» TEXTABSCHNITT
Das musst du wissen
- In den letzten Jahren etablierte sich beim Profiling von Attentätern das Bild des einsamen Einzeltäters.
- Aber genau dieses Bild ist problematisch, wie eine Studie zeigt. Auch Einzeltäter sind Teile von sozialen Netzwerken.
- Attentäter bekommen von diesen Netzwerken oft ideologische und logistische Unterstützung für ihre Anschläge.
Vor genau neun Jahren – Am 22. Juli 2011 – starben 77 Menschen in Norwegen einen gewaltsamen Tod. Der Rechtsextremist Anders Breivik tötete im Regierungsbezirk von Oslo acht Menschen mit einer Autobombe, um dann auf die Insel Utøya zu fahren und im Zeltlager der sozialdemokratischen Jugendorganisation «Arbeidernes Ungdomsfylking» weitere 69 Menschen – darunter viele Kinder und Jugendliche – umzubringen.
Darauf verkündete der amerikanische Präsident Barack Obama, dass Angriffe in der Zukunft wahrscheinlich «eher Einzelkämpfer-Operationen als ein grosser, gut koordinierter Terroranschlag» sein würden.

» AUFGABE
Schreib eine Passage aus dem Text über Einzeltäter bei Anschlägen wortgetreu ab. Setz bei den Worten mit „Das musst du“ ein und hör nach „für ihre Anschläge.“ auf.

» GEGEBENE ANGABEN
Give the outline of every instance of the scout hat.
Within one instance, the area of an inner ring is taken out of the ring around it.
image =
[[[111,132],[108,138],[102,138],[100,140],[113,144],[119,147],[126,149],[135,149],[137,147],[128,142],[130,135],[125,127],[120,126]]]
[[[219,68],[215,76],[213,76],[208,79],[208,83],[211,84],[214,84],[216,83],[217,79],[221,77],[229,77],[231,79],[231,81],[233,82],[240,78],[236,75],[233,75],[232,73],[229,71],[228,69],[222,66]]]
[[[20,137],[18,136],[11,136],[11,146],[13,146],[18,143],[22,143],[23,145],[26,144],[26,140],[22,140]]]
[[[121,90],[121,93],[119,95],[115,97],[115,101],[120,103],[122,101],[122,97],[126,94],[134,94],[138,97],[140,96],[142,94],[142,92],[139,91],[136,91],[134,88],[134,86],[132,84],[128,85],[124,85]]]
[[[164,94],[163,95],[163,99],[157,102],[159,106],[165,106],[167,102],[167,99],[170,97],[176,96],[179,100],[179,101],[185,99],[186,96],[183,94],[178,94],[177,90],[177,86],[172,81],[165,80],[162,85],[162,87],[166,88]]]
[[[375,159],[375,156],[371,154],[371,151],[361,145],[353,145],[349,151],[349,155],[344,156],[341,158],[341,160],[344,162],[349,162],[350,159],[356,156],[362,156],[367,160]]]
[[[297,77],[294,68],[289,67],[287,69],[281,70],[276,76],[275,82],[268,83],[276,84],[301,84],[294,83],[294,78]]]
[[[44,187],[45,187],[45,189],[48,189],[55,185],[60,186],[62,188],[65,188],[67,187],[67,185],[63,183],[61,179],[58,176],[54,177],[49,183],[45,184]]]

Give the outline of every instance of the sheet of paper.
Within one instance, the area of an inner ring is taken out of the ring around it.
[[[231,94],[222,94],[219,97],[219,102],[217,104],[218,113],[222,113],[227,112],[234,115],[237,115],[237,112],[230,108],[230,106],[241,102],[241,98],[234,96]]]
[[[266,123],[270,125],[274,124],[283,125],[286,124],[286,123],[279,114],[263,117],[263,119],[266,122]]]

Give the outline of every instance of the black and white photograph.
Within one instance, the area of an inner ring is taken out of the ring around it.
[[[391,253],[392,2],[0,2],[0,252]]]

» LÖSUNG
Das musst du wissen
- In den letzten Jahren etablierte sich beim Profiling von Attentätern das Bild des einsamen Einzeltäters.
- Aber genau dieses Bild ist problematisch, wie eine Studie zeigt. Auch Einzeltäter sind Teile von sozialen Netzwerken.
- Attentäter bekommen von diesen Netzwerken oft ideologische und logistische Unterstützung für ihre Anschläge.